_THE DATA_
────────────────────────────────────────
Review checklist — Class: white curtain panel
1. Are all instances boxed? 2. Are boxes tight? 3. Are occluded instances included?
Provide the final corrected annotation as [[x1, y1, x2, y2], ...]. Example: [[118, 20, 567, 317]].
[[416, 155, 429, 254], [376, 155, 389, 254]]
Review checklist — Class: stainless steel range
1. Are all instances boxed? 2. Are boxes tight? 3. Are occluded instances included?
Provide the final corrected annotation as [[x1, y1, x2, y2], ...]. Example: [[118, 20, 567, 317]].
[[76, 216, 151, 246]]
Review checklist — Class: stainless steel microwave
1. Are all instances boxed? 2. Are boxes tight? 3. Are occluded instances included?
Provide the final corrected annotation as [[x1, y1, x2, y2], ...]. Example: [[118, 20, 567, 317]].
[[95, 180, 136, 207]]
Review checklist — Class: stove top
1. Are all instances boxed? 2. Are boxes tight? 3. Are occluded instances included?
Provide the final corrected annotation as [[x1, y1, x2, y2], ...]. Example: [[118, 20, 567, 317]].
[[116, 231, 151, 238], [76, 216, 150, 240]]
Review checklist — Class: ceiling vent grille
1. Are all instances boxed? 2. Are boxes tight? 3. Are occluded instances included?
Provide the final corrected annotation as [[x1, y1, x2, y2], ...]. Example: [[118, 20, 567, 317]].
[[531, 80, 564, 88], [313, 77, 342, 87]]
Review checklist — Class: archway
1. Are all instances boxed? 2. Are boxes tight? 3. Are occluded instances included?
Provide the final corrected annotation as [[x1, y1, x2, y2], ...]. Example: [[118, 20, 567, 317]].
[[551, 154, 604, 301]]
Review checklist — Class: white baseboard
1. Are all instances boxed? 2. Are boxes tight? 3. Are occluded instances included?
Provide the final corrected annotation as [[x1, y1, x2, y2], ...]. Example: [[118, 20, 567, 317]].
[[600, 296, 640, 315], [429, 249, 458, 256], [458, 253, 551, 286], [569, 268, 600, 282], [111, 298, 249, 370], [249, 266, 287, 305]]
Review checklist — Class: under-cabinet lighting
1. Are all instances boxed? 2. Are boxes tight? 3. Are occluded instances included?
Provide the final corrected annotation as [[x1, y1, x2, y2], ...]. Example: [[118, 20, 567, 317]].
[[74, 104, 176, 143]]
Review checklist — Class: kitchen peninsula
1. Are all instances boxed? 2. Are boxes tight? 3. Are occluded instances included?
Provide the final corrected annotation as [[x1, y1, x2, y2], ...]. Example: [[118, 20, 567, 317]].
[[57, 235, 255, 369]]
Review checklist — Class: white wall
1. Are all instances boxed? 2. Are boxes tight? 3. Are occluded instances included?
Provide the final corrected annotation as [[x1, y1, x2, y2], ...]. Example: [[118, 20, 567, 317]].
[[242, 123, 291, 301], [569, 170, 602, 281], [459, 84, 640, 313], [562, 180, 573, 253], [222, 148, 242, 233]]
────────────────────────────────────────
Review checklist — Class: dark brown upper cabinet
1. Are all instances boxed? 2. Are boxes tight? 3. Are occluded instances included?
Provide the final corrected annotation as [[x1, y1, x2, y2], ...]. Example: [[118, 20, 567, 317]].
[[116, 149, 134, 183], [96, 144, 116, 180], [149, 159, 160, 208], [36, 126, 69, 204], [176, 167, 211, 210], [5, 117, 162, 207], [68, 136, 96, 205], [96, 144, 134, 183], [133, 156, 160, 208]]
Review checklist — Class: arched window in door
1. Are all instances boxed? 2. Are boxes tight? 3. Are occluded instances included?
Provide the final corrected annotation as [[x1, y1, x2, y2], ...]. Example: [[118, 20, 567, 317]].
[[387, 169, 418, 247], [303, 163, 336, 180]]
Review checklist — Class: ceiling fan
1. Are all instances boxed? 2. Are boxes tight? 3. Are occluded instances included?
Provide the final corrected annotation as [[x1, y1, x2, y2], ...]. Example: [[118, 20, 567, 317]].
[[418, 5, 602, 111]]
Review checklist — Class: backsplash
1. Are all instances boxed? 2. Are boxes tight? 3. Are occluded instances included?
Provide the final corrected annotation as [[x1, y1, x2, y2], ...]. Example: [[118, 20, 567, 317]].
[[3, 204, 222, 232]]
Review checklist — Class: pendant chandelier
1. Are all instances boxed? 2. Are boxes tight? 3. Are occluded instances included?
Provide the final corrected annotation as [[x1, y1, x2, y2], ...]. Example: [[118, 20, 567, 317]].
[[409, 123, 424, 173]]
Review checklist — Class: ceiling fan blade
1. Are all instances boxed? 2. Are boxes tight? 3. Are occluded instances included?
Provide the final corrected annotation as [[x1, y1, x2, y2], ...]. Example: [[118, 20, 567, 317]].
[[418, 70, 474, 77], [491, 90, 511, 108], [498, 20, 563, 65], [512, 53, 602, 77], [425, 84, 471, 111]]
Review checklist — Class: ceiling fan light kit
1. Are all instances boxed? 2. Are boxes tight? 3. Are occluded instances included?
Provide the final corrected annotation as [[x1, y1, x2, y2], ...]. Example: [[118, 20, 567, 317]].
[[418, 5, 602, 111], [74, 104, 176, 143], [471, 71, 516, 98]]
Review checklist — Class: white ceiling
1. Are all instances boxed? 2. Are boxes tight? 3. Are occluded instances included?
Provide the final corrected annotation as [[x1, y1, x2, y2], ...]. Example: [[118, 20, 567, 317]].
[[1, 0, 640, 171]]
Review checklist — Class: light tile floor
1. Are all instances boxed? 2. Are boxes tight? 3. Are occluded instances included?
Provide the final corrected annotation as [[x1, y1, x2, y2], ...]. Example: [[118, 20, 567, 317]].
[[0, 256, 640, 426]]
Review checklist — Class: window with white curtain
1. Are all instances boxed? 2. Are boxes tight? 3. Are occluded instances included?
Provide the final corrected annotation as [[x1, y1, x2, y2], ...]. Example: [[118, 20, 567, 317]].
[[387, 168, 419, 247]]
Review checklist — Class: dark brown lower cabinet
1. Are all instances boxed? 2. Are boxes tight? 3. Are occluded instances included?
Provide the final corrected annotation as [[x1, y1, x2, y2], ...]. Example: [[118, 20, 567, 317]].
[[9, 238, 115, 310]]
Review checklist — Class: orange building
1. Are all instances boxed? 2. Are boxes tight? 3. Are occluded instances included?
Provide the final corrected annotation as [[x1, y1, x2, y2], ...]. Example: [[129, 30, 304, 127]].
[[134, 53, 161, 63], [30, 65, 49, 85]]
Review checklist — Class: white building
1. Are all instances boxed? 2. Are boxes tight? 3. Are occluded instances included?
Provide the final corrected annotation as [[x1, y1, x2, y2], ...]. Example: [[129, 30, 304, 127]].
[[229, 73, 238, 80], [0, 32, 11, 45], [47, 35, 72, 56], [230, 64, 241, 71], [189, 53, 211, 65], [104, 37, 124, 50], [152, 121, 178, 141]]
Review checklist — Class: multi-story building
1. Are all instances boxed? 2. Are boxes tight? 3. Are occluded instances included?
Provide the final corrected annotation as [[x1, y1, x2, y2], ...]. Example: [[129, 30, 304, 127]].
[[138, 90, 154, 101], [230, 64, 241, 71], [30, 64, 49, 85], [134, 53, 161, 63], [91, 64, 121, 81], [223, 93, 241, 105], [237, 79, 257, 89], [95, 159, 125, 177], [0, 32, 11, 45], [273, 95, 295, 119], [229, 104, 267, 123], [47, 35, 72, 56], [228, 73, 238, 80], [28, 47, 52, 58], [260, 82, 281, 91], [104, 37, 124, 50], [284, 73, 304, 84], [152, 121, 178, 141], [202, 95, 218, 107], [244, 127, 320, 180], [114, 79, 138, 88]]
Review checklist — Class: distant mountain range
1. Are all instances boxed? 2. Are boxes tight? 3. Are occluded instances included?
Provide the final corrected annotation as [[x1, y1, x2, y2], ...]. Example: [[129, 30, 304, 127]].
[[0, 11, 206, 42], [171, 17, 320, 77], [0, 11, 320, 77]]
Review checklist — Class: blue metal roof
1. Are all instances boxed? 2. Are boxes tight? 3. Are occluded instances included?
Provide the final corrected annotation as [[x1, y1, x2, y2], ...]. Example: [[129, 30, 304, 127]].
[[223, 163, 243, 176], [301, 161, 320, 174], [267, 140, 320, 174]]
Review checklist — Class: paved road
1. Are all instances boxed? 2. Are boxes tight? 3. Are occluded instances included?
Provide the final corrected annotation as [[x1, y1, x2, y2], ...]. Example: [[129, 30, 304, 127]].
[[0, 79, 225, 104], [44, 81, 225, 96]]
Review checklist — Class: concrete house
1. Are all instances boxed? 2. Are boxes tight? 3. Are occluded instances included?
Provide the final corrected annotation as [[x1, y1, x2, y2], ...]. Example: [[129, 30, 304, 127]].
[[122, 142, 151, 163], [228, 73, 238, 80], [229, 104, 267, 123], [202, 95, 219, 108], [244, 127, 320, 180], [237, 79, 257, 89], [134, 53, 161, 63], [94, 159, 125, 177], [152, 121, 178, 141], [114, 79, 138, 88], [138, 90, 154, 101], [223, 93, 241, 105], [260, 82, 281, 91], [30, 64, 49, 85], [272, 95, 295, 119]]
────────────────────────────────────────
_THE EXERCISE_
Please find every line in the items above that contains the word "cabinet" and copy each one.

_FULL ANSWER_
Review checklist — Class: under-cabinet lighting
Review checklist — Class: dark brown upper cabinet
Review checklist — Class: dark brown lower cabinet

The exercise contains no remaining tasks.